▶ WHAT TO PRODUCE: Please continue the mailing-list exchange about hand-written AST transformations versus pattern matching, picking up right after its final sentence.

▶ SOURCE PASSAGE:
## Begin
[antlr-interest] request for comments on language implementation

Thu Feb 26 02:07:36 PST 2009

Andy Tripp schrieb:
> Hi Andreas,
>
> Andreas Meyer wrote:
>> Hi!
>>
>> Your mail was addressed to Michael, but I hope it's ok to answer 
>> nonetheless:
>>
>> I would consider hand-written code to walk an AST harmful. Maybe 
>> there are cases where it is useful, but walking a dynamically typed 
>> tree like this looks like a maintenance nightmare to me. 
>
> I've found it much easier to do "hand-written" AST transformations.
> For example, to find cases like "x+0" and replace with just "x", you'd
> have something like:
>
> List<AST> pluses = root.findAncestorsOfType(MyTokenTypes.PLUS);
> for (AST ast: plusses) {
>        if (ast.getChildCount() == 2         && 
> ast.getSecondChild().getType() == MyTokenTypes.INTEGER
>            && ast.getSecondChild().getText().equals("0")) {
>         ast.replaceMyself(ast.getFirstChild());  // replace "x+0" with 
> just "x"
>     }
> }

Well, written out as a "concrete syntax pattern", this looks somewhat 
like "pattern(x) = x + 0 ==> x". There exist lots of tools that do this, 
MatchO maybe can be extended to do it with similar syntax, although some 
feature may be missing from a fully fledged term rewriting engine (order 
of rule application, traversal etc).  (I must admit I have not used any 
of these as of now, so I'm only repeating what I saw elsewhere. I still 
have to figure out what is feasible to implement).

>
> It's maintainable because later, when you want to also replace "x*1" 
> with just "x", and a few
> other similar patterns, you can make this into a generic function:
>
> void replaceIdentity(MyTokenType type, String value, AST root) {
>     List<AST> asts = root.findAncestorsOfType(type);
>     for (AST ast: plusses) {
>            if (ast.getChildCount() == 2             && 
> ast.getSecondChild().getType() == MyTokenTypes.INTEGER
>                && ast.getSecondChild().getText().equals("0")) {
>             ast.replaceMyself(ast.getFirstChild());  // replace "x OP 
> VALUE" with just "x"
>         }
>     }
> }
>
> And now, you just have:
> replaceIdentity(MyTokenType.PLUS, "0", root); // replace "x+0" with "x"
> replaceIdentity(MyTokenType.MINUS, "0", root);// replace "x-0" with "x"
> replaceIdentity(MyTokenType.MULTIPLY, "1", root);// replace "x*1" with 
> "x"
> replaceIdentity(MyTokenType.DIVIDE, "1", root);// replace "x/1" with "x"

Once you have such a generic function, indeed it looks interesting. If 
your application is built on top of a few of those, maybe this would 
also appeal to me. For our purposes, we need to recognize lots of 
patterns, that's why I prefer pattern matching :-)
## End
[Labeling and segmentation records]
## Begin
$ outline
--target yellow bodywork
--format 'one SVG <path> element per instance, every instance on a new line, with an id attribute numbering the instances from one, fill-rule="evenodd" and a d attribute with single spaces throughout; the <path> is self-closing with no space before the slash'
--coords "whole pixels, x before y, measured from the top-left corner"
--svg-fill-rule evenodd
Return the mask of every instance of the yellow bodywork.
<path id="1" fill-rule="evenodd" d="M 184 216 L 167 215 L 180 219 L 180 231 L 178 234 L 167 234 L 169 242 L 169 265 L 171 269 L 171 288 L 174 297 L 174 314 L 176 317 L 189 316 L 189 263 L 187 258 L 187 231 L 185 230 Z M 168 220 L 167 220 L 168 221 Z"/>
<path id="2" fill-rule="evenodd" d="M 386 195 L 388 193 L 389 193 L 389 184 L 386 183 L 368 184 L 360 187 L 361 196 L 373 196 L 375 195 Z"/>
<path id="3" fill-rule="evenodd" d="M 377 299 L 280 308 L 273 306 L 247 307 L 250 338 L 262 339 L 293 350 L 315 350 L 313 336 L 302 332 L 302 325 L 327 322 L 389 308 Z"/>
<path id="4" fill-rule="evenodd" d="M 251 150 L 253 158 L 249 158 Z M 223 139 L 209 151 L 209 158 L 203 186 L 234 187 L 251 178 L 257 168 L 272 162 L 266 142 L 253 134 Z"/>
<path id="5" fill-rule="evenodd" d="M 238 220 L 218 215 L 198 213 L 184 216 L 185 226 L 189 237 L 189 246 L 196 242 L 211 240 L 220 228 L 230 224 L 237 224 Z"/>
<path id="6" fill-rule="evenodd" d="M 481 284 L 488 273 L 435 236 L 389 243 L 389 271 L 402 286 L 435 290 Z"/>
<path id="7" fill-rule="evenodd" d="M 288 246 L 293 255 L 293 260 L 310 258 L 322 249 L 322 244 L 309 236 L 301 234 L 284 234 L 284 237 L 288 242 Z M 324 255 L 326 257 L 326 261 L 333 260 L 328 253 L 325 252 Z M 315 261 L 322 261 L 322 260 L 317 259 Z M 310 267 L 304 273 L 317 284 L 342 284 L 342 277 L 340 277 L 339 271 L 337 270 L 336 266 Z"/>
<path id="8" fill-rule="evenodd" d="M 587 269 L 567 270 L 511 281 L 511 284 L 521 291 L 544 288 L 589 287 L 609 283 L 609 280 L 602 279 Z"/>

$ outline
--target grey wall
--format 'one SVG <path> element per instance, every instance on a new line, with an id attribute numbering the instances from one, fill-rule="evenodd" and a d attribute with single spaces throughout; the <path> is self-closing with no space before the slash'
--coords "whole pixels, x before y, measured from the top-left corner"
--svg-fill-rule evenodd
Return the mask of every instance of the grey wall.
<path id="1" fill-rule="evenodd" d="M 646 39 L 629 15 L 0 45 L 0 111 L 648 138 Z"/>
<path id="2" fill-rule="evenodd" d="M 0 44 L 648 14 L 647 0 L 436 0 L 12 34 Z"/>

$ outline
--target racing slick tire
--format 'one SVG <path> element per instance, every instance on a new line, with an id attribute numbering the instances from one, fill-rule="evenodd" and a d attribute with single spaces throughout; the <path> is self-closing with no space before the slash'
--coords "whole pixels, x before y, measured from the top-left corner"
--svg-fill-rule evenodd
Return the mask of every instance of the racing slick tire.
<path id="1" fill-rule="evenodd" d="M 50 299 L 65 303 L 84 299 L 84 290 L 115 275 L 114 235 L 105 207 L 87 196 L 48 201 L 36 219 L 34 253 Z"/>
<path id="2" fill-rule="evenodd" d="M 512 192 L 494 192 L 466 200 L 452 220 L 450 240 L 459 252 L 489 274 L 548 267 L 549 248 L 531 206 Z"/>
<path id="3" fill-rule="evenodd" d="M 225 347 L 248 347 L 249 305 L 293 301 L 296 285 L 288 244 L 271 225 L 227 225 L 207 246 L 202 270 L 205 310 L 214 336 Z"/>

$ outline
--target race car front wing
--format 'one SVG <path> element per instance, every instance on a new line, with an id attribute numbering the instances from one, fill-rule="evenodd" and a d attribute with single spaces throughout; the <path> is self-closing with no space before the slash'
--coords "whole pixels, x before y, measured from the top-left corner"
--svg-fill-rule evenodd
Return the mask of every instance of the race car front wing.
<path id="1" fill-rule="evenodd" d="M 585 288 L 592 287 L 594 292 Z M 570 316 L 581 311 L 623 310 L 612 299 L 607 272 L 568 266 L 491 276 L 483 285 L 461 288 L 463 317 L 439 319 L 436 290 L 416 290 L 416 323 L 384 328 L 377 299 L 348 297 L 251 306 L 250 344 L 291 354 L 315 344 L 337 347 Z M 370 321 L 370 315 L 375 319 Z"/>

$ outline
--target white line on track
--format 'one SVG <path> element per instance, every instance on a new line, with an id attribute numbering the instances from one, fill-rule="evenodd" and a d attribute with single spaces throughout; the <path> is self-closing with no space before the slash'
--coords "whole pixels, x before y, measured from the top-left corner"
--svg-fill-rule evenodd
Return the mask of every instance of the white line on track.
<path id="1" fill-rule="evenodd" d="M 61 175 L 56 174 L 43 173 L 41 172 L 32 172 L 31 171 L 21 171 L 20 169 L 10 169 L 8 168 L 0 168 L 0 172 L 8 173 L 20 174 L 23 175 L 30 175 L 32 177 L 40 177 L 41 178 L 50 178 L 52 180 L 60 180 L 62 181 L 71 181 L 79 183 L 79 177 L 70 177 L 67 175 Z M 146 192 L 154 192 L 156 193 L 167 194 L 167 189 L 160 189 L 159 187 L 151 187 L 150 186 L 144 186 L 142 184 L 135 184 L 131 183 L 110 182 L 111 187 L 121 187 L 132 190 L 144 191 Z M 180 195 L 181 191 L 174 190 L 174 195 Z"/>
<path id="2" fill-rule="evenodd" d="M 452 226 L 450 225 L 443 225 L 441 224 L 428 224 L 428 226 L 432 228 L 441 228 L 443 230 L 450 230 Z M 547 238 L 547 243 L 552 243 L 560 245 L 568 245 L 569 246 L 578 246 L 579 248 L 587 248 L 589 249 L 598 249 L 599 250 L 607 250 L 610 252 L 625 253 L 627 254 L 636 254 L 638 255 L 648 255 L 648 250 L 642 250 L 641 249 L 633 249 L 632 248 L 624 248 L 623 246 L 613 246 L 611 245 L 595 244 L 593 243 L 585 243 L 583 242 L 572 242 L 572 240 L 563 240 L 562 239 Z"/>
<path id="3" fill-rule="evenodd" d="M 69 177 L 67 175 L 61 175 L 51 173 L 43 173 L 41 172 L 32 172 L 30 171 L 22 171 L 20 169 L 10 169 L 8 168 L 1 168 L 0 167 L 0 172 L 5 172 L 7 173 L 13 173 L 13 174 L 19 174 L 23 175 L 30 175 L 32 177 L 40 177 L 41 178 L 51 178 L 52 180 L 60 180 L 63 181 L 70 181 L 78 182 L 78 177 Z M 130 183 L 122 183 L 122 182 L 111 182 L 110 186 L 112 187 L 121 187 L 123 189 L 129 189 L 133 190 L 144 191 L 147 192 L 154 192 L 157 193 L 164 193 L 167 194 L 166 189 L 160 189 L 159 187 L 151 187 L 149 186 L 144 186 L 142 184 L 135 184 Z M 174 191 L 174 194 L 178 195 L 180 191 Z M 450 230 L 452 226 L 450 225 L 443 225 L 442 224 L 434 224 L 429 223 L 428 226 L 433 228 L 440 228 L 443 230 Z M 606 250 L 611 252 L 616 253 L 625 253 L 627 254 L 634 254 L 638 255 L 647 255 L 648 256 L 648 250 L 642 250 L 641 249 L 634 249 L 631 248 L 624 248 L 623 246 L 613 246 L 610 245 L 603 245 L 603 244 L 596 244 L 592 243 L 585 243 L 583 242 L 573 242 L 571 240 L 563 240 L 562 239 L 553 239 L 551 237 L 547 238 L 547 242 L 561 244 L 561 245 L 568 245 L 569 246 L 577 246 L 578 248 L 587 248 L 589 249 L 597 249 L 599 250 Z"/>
## End
▶ RESPONSE:
>
> I don't see how an ANTLR treewalker lets you make things modular (and 
> thus maintainable)
> like this.

Me too. As said above, for transformations I would prefer patterns and a 
pattern-matching-engine.
>
>
>> Also, you make yourself highly dependent on the underlying 
>> tree-model, which changed a lot from antlr2 to antlr3.
>
> Assuming by "tree-model", you mean the shape of the AST you're 
> creating, no,
> that wouldn't (or shouldn't) change with the version of ANTLR that you're
> using. You build the AST to be the shape that you want, regardless of 
> ANTLR version.

Have you used antlr3? In our application, the migration to antlr3 is a 
major effort. For example, an antlr2 AST node can be a singular node,or 
a node with a sibling, which has another sibling. So, it can be either a 
node or a list of nodes. If your code depends on this, you end up 
replacing many type definitions with List<AST>. Or you add the nodes you 
actually want to return to a dummy parent, return the first child of 
that parent, and let the caller find out if the returned node has a 
parent and if so, regard all its childs as the rest of the list. If you 
did not write your program in such a fashion, maybe the translation to 
antlr3 gets easier then. But still, there is a function called 
"setNextSibling" in antlr2. How do you emulate that in antlr3? You have 
to distinguish lots of special cases to find out if it means: addChild, 
deleteChild, deleteRangeOfChildren .. whatever.
>
> I think "hand-written" code to walk an AST is less
> dependent on AST structure than an ANTLR treewalker is.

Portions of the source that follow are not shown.